Outline labeling records:
[start]

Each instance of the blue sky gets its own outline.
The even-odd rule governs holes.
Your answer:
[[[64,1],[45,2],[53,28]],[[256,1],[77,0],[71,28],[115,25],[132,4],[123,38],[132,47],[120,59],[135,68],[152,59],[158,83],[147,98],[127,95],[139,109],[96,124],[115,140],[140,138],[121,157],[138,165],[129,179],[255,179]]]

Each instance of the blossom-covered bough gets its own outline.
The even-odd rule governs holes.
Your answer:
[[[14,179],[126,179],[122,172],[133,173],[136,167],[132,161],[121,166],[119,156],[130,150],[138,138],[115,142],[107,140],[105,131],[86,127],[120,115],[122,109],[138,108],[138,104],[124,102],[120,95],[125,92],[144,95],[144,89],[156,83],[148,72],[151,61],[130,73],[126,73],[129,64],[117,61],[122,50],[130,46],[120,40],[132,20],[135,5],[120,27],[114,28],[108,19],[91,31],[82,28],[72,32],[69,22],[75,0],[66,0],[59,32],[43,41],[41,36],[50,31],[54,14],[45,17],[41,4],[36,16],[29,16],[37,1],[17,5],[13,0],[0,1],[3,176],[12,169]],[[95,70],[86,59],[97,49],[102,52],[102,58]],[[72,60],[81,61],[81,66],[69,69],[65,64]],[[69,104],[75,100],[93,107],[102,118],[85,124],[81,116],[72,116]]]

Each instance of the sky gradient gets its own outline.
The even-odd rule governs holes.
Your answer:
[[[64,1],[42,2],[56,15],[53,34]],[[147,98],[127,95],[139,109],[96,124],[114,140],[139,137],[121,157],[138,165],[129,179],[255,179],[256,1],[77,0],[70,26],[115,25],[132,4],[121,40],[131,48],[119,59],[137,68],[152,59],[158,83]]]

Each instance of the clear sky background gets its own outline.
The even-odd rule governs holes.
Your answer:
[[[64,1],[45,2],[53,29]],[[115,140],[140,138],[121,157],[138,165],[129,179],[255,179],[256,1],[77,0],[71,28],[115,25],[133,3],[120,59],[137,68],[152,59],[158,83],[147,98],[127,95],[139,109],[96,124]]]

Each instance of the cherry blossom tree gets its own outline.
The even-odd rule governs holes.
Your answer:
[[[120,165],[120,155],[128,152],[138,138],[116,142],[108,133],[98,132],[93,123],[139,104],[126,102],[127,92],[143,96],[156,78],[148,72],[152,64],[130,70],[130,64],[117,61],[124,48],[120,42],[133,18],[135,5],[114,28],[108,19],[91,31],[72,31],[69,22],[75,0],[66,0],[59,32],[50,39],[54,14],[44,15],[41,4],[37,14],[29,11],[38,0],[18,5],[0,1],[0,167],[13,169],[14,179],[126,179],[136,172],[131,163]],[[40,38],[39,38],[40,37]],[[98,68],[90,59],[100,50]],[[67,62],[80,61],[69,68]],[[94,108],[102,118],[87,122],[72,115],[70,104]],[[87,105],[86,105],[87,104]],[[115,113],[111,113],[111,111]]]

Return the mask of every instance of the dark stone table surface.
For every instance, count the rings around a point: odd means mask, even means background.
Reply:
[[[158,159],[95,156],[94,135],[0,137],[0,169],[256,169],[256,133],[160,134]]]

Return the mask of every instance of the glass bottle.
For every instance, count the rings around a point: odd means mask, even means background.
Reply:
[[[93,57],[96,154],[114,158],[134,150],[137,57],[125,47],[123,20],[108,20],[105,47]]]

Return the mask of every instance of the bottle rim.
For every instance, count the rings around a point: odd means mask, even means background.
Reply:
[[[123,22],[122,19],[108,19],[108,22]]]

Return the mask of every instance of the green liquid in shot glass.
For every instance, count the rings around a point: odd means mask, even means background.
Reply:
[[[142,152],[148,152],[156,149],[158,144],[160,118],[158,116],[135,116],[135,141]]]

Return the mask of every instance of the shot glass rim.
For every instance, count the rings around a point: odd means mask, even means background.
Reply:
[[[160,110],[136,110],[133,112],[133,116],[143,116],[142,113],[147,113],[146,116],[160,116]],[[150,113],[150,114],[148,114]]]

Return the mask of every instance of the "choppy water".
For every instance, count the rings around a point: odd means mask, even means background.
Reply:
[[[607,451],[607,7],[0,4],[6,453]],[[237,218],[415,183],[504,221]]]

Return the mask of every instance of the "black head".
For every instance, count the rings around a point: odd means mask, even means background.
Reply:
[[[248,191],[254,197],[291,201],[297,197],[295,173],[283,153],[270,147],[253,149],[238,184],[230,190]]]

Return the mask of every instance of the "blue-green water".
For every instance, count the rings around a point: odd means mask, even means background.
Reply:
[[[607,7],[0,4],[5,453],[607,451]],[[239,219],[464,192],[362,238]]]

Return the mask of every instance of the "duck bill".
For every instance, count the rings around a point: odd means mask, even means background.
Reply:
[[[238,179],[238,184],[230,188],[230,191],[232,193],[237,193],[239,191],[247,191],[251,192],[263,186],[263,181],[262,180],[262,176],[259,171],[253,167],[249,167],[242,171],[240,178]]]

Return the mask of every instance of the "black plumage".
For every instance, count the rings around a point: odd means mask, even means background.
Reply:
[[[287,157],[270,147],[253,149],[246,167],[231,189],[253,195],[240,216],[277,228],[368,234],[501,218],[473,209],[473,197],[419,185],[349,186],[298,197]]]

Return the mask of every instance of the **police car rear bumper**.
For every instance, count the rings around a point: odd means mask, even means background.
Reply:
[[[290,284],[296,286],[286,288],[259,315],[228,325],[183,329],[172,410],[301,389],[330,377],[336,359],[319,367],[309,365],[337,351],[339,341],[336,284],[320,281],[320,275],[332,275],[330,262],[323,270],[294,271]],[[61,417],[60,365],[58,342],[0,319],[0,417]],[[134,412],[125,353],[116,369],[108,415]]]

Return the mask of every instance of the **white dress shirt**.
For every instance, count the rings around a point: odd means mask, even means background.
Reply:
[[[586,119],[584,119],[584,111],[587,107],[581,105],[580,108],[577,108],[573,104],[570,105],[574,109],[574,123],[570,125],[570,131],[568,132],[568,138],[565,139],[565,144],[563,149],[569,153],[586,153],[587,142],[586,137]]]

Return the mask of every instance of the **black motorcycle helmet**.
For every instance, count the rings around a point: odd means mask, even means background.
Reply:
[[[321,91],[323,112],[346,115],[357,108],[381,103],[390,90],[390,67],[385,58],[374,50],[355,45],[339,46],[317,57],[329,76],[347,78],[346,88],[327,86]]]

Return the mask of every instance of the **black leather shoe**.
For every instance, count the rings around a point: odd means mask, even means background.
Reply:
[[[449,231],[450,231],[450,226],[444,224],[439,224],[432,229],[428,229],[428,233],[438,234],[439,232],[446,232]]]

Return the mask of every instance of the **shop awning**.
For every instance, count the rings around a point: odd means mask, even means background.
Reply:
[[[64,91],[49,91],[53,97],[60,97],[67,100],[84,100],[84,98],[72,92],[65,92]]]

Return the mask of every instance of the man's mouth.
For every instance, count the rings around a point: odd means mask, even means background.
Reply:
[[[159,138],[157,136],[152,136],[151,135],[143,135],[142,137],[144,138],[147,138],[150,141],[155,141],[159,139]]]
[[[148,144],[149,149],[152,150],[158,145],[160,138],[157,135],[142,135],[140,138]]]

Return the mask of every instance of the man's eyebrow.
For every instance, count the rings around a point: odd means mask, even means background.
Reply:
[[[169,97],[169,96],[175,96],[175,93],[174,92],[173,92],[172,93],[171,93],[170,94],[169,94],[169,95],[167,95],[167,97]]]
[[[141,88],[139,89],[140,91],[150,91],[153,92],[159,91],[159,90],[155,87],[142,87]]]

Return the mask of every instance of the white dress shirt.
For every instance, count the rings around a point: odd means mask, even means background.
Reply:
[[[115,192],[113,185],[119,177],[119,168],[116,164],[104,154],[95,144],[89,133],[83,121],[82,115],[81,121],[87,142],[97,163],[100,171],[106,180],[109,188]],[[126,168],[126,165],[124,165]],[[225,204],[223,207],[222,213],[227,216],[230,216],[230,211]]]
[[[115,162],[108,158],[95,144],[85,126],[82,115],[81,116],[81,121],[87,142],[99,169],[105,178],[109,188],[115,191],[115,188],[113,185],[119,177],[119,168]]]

[end]

TASK INSTRUCTIONS: Extract, exactly, the lines above that begin at the line containing "Return the mask of every instance of the white" and end at the final line of the records; add no other text.

OUTPUT OF THE EXERCISE:
Return the mask of every instance of the white dress shirt.
For every instance, count the rings around a point: odd means mask, even means background.
Reply:
[[[115,192],[113,185],[119,177],[119,168],[116,164],[104,154],[95,144],[89,133],[83,121],[82,115],[81,121],[87,142],[97,163],[100,171],[106,180],[109,188]],[[126,168],[126,165],[124,165]],[[225,204],[223,207],[222,213],[227,216],[230,216],[230,211]]]
[[[115,162],[108,158],[95,144],[85,126],[82,115],[81,116],[81,121],[87,142],[99,169],[105,178],[109,188],[115,191],[115,188],[113,185],[119,177],[119,168]]]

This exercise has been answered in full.